* **Prompt**: Please reproduce the items below word for word, omitting the pictures from your answer.

+---+

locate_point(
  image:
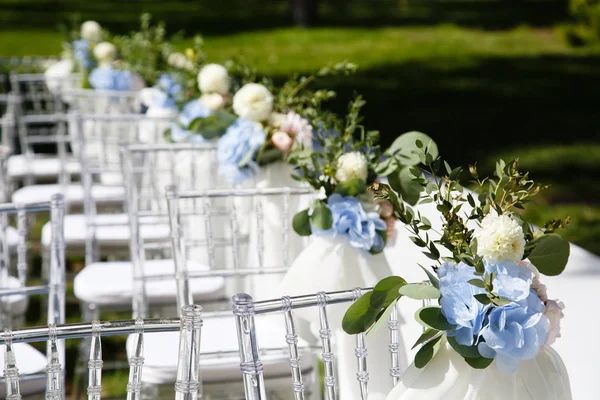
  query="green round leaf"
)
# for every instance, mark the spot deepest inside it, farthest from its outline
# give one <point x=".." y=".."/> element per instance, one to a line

+---+

* **Solution**:
locate_point(
  image:
  query="green round leaf"
)
# for every instance, mark the spot deepest inside it, farthest from its outline
# give one <point x=".." y=".."/> element per instance, one to a line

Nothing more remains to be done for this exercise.